Фрагмент текста:

---------------

Притом он обнаруживает вкус и к сценическому комизму. В комедии-шутке «В бегах» он весело исполняет роль молодого мужа, который через четыре месяца после свадьбы сбегает от своей отчаянно ревнивой жены и, скитаясь, попадает в трагикомические положения. «Легкость в походке, ритмичность движений, стремительные переходы от страдания к надежде и к радости делали очень выразительной фигуру мужа в “бегах”», — вспоминает партнерша Вахтангова[xix].

Конечно, высшие достижения Вахтангова-актера были еще впереди. Настоящее актерское чувство, которое так сильно проявилось в зрелом творчестве, в эту, любительскую пору еще дремало в Вахтангове. В 1909 году Серафима Бирман, увидев его на приемных экзаменах в театральную школу, так резюмировала свои впечатления: «Как он играл? Умно. Живо. Не думаю, что вдохновенно».

И все-таки он уже выделялся среди своих товарищей. Очевидцы студенческих спектаклей вспоминают, что он жил на сцене, как птица поет, — естественно, легко, ничего не «изображая». Ему была присуща природная органичность.

К тому же, не будь любительского опыта, он вряд ли столь мастерски сыграл бы впоследствии Фрезера в «Потопе», Текльтона в «Сверчке на печи», шута в «Двенадцатой ночи».

 

Солидное название «драматическая труппа» вполне оправдывало себя. Правда, случались и курьезы.

{35} Для спектакля «Уриель Акоста» студентки взяли напрокат платья, оказавшиеся непомерно большими. Девушки изготовили из газетной бумаги бюсты и в результате приобрели пышные женские формы в соответствии с громадными размерами платьев. Когда «дамы» вышли на сцену, Женя стал давиться хохотом, а за ним и весь зал.

Но вскоре он научится извлекать из такого «самодельного подхода» своеобразную театральность, комический, гротесковый эффект.

В драматической труппе играли и ученики Филармонического общества, где преподавал Владимир Иванович Немирович-Данченко. Участвовали они в спектаклях вопреки запрету начальства училища, и подлинные их фамилии были скрыты в программках под псевдонимами.

Здесь, на занятиях труппы, от учащихся Филармонического училища Женя услышал впервые о легендарной личности — Леопольде Антоновиче Сулержицком, с которым его сведет судьба спустя несколько лет.

 

«Доисторический» период в жизни Вахтангова примечателен и тем, что в это время он целеустремленно ведет пропагандистскую работу, подчас обретающую революционный характер. Занятия театром и общественно-политическая деятельность порой сливаются, порой дополняют друг друга.

---------------

Суть задания:
A. В каком году, согласно отрывку о Вахтангове, Серафима Бирман увидела его на приемных экзаменах в театральную школу?
B. Верните из отрывка о Вахтангове дословно фрагмент, который начинается со слов «В драматической труппе» и продолжается вплоть до слов «спустя несколько лет.».
Приведенный далее список — самостоятельный материал, не связанный с отрывком о Вахтангове.

Выдержки из данных:
---------------

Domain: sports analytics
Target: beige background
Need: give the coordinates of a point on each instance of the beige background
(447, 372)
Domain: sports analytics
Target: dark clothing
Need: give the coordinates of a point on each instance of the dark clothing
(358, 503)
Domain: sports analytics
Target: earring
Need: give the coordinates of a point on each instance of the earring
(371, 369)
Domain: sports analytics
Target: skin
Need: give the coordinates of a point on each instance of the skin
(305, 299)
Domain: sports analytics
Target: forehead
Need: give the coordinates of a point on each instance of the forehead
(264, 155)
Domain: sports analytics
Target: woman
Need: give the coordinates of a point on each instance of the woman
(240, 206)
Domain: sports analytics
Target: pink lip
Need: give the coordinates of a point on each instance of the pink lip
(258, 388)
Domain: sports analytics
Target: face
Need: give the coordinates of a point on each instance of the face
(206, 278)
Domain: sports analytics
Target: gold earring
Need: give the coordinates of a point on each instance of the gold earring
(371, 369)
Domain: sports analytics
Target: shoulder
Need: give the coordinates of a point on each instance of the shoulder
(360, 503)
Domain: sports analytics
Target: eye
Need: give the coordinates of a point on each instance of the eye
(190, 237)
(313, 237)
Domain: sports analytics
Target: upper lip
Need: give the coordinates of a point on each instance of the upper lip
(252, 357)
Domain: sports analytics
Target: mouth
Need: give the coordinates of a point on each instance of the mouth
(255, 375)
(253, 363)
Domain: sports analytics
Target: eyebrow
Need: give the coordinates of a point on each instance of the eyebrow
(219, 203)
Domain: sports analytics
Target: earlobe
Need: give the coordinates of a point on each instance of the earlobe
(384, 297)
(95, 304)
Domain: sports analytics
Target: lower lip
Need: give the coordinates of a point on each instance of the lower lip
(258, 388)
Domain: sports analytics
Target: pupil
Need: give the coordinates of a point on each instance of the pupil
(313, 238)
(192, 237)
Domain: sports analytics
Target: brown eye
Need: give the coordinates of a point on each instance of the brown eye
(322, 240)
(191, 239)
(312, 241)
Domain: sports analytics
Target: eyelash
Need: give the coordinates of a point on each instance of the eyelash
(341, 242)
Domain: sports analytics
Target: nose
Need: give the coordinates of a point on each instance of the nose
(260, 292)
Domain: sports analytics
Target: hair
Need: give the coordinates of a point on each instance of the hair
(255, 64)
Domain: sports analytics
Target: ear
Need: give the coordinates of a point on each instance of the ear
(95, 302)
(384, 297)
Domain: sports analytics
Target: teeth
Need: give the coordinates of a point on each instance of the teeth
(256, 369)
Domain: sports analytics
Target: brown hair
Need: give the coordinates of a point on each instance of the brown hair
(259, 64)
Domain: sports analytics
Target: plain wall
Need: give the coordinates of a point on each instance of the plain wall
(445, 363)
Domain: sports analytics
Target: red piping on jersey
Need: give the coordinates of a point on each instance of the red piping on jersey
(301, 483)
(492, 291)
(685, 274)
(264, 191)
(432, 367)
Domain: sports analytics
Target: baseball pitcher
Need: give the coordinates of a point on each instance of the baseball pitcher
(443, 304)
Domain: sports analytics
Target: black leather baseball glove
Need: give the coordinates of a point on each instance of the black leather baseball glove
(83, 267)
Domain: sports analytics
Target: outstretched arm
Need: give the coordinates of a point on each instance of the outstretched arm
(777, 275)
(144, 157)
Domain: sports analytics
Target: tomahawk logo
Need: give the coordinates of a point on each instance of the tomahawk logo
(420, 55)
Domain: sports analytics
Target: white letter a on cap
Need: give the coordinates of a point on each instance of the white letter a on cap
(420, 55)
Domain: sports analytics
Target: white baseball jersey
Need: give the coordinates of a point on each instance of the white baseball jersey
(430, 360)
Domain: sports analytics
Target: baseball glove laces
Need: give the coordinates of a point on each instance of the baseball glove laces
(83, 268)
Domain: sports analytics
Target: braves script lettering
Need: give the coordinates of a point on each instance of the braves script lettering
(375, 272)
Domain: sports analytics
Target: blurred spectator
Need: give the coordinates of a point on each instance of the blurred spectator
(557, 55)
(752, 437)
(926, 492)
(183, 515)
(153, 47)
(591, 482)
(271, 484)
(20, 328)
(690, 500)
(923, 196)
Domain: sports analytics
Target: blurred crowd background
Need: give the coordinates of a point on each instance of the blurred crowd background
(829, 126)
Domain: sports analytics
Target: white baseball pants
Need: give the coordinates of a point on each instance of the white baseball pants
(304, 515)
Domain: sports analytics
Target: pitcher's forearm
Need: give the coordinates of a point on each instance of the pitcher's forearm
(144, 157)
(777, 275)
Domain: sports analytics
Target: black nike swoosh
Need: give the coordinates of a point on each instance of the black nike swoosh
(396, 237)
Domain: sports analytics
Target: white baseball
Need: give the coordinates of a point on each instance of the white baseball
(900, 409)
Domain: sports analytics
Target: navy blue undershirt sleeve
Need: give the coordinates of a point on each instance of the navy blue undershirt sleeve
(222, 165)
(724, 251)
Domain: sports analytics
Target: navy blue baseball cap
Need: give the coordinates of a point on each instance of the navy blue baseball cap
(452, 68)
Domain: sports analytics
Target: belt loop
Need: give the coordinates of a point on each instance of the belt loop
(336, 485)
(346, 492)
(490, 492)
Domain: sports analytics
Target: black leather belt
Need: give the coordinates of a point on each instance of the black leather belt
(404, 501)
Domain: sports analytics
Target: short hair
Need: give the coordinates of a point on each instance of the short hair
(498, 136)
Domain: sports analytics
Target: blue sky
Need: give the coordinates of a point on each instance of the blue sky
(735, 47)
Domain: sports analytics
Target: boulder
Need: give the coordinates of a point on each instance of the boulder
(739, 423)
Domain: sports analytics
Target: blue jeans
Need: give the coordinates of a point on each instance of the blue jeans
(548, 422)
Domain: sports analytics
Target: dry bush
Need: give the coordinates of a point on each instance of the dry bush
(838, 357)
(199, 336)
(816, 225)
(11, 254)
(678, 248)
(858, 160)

---------------

Ответы:
A. В 1909 году.

B.
В драматической труппе играли и ученики Филармонического общества, где преподавал Владимир Иванович Немирович-Данченко. Участвовали они в спектаклях вопреки запрету начальства училища, и подлинные их фамилии были скрыты в программках под псевдонимами.

Здесь, на занятиях труппы, от учащихся Филармонического училища Женя услышал впервые о легендарной личности — Леопольде Антоновиче Сулержицком, с которым его сведет судьба спустя несколько лет.